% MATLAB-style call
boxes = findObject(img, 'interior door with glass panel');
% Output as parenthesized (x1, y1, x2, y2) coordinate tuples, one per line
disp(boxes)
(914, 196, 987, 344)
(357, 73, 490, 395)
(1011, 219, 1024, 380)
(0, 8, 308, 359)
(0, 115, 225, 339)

EXERCISE OBJECTIVE:
Reproduce the data above in full. Leave nothing out.

REPLY TO THE EXERCISE:
% MATLAB-style call
boxes = findObject(img, 'interior door with glass panel');
% Output as parenthesized (x1, y1, x2, y2) coordinate tuples, one per line
disp(boxes)
(914, 196, 987, 344)
(357, 73, 490, 395)
(1011, 219, 1024, 380)
(0, 8, 308, 359)
(0, 115, 225, 339)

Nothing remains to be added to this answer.